Texte retenu:

····················

Comme mentionné précédemment, Maurice possède des atouts avantageux et souhaite devenir une plaque tournante entre l’Asie et l’Afrique. A mon avis, l’adhésion à la BRI valorisera les atouts de Maurice et donnera plus de moyens pour réaliser son ambition. Cela va améliorer l’attractivité de Maurice pour des entreprises chinoises et les inciter à investir à Maurice et en Afrique via Maurice. De plus, la BRI injectera une impulsion importante à la reprise économique post-pandémique de Maurice car elle promouvra la coopération concrète entre la Chine et Maurice dans les infrastructures, le commerce et les finances, qui sont les secteurs piliers du pays.
Je voudrais souligner que dans le contexte de la mondialisation très concurrentielle, il faudrait faire preuve de plus de courage, de détermination et de créativité. Un proverbe chinois dit ceci: “l’évolution de la circonstance n’attend pas.” Tout le monde risque d’être dépassé par d’autres concurrents, même si vous avez des avantages privilégiés. Je souhaite que Maurice reste en avant-garde dans des relations entre la Chine et l’Afrique.
Au cours des 20 dernières années, le volume commercial entre la Chine et l’Afrique a été multiplié par 20 et les investissements directs de la Chine en Afrique multipliés par 100. Que pouvez-vous nous dire sur la politique africaine chinoise?
La Chine est le plus grand pays en développement du monde et l’Afrique est le continent qui compte le plus grand nombre de pays en développement. La Chine constitue l’économie la plus dynamique du monde, et l’Afrique possède la population la plus jeune du monde. Vous voyez combien d’opportunités existent entre les deux côtés! Aussi bien sur le plan politique que sur le plan économique, notre cause est commune, à savoir pour la paix, la justice et le développement.

····················

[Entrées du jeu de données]

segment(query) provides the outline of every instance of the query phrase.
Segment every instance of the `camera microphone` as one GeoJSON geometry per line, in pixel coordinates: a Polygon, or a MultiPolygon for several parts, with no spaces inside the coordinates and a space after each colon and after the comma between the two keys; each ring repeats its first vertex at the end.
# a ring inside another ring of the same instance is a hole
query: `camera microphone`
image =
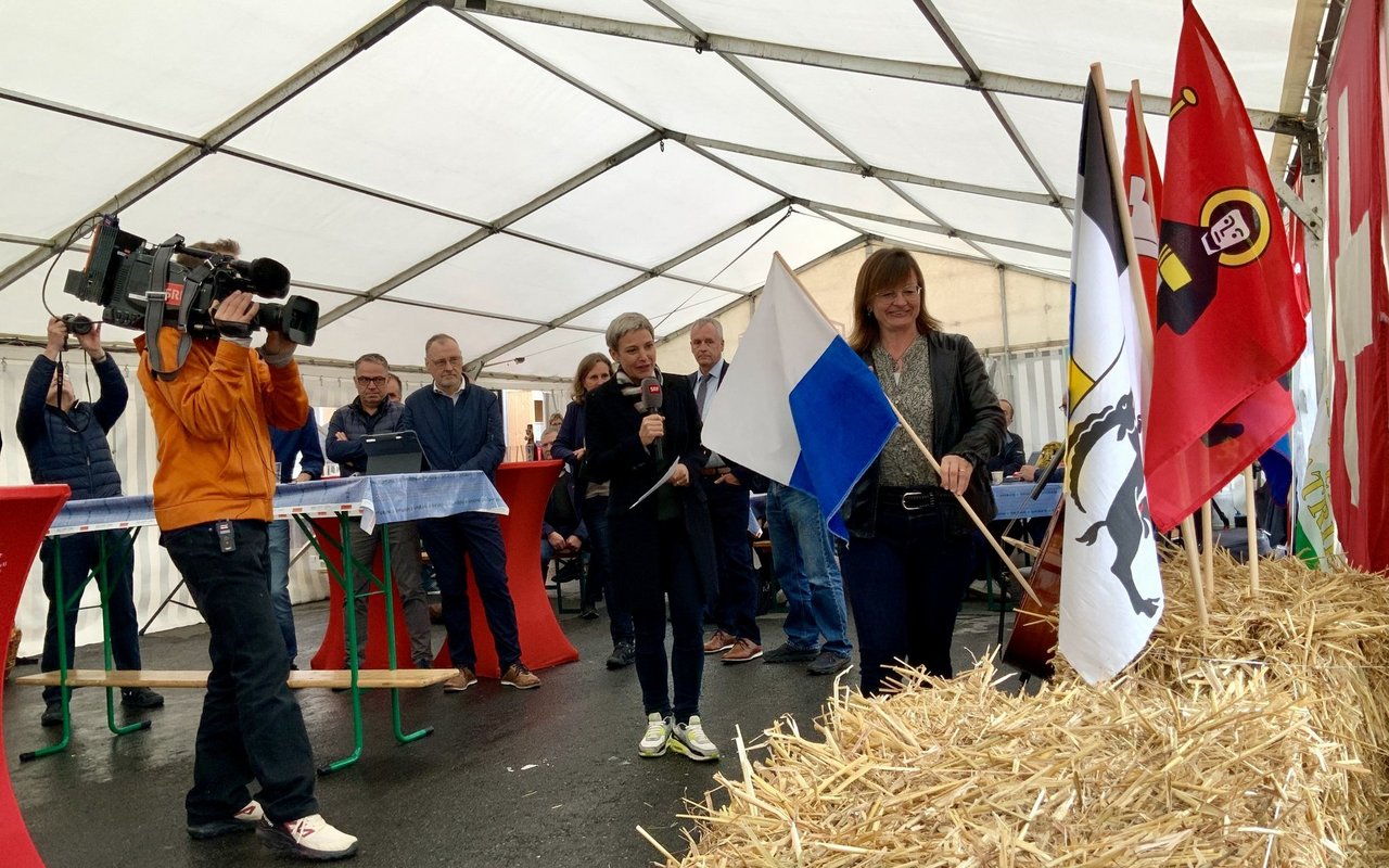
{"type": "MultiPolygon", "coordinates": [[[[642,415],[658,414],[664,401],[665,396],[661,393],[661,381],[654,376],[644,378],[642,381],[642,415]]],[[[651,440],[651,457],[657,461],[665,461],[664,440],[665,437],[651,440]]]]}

····················

Liste des tâches:
(A) Répondez à ces questions sur le texte consacré à Maurice et aux relations entre la Chine et l'Afrique :
(i) Entre quels deux continents Maurice souhaite-t-elle devenir une plaque tournante ?
(ii) Par combien les investissements directs de la Chine en Afrique ont-ils été multipliés au cours des 20 dernières années ?
(iii) Quel continent possède la population la plus jeune du monde ?
(B) Donnez la suite du texte consacré à Maurice et aux relations entre la Chine et l'Afrique, en commençant après sa dernière phrase.

Réponses rédigées:
(A)
(i) Entre l'Asie et l'Afrique.
(ii) Par 100.
(iii) L'Afrique.

(B)
La Chine attache une grande importance aux relations sino-africaines. Depuis trois décennies déjà, la Chine garde la belle tradition de commencer l’année par une tournée en Afrique de son ministre des affaires étrangères. Ceci traduit l’amitié profonde et solide sino-africaine malgré toutes les vicissitudes internationales. Au cours des années écoulées, les relations sino-africaines ont donné des résultats fructueux. Un grand nombre de projets de coopération ont été achevés. Le volume du commerce sino-africain et les investissements chinois en Afrique ont connu une croissance soutenue. Ces progrès ont injecté une forte impulsion au partenariat de coopération stratégique global sino-africain.
La 8ème Conférence ministérielle du FOCAC s’est tenue au Sénégal en novembre dernier. Lors de la conférence, le président chinois Xi Jinping a annoncé les “9 Programmes” , qui mettent l’accent sur la coopération dans la santé, l’agriculture, le commerce, les investissements, l’innovation numérique, le développement vert, le renforcement des capacités, les échanges culturels et la sécurité. Dans les années à venir, la Chine va travailler ensemble avec l’Afrique pour mettre en œuvre ces programmes afin d’aider les pays africains à vaincre la Covid-19 et parvenir à une reprise économique.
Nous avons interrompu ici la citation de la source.